Excerpted passage =
◆ ◆ ◆
When questioned about the history of the hotel from its inception, design, construction, completion and everything in between, Ms. Regel was evasive, maintaining that she was a recent hire (since beginning of June 2013) and did not possess this knowledge. When pressed to name some hurdles the project may have faced, she mentioned that the architect hired for this hotel had no experience in building hotels before. The Assistant to the Manager did not know why the architect was hired in the first place then. Moreover, when questioned about the land’s use before the hotel plan, she stated that there had previously been people living there, though not on developed residential land, but in caravans and RVs without legal property rights to the land. Ms. Regel acknowledged that there were some “problems” with the previous albeit-illegal occupants of the land. She confirmed that there were protests but that overall the hotel would benefit local businesses by providing accommodation during big, popular events such as the famous Freiburg summer jazz festival.
◆ ◆ ◆
What you will do = Do these statements agree with the hotel excerpt above? (a) Ms. Regel said she had been hired at the beginning of June 2013. (b) The architect had built hotels before this one. (c) The people who lived on the land before the hotel plan held legal property rights to it. Answer yes or no for each and quote the deciding words.
◆ ◆ ◆
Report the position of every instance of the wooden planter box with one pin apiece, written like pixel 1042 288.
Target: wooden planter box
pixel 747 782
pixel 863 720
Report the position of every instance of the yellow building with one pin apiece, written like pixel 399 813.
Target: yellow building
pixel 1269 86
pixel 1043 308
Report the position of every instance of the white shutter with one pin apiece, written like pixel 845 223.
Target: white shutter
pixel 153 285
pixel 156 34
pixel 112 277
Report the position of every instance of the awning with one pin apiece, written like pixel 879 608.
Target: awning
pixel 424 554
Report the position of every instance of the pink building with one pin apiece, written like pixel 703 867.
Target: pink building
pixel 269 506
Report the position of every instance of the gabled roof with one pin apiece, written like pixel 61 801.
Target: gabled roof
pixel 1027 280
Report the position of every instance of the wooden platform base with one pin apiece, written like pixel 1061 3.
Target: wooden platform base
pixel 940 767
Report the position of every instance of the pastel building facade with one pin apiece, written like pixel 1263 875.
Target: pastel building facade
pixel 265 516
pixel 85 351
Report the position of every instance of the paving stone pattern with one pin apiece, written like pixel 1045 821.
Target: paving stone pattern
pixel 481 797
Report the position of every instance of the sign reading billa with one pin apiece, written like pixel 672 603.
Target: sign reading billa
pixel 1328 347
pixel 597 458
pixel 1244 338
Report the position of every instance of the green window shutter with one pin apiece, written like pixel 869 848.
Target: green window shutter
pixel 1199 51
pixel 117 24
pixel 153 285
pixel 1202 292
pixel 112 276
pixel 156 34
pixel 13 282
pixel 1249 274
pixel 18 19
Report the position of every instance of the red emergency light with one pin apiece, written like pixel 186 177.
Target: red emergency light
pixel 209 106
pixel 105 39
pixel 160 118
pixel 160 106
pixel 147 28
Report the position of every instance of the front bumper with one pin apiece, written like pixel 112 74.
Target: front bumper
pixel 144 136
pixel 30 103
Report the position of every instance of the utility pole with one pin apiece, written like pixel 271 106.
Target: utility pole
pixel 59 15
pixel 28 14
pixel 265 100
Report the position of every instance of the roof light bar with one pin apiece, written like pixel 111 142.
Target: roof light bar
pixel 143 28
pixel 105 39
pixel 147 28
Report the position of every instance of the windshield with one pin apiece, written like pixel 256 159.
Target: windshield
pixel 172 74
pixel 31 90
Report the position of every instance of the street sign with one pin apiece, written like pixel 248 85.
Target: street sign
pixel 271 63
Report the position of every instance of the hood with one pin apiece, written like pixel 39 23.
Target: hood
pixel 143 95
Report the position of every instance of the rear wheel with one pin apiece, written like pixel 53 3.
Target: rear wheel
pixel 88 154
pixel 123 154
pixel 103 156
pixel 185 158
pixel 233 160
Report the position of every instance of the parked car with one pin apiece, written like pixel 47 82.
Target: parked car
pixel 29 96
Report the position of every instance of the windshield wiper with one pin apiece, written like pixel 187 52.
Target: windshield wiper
◆ ◆ ◆
Correct answer =
(a) Yes: "she was a recent hire (since beginning of June 2013)"
(b) No: "the architect hired for this hotel had no experience in building hotels before"
(c) No: "in caravans and RVs without legal property rights to the land"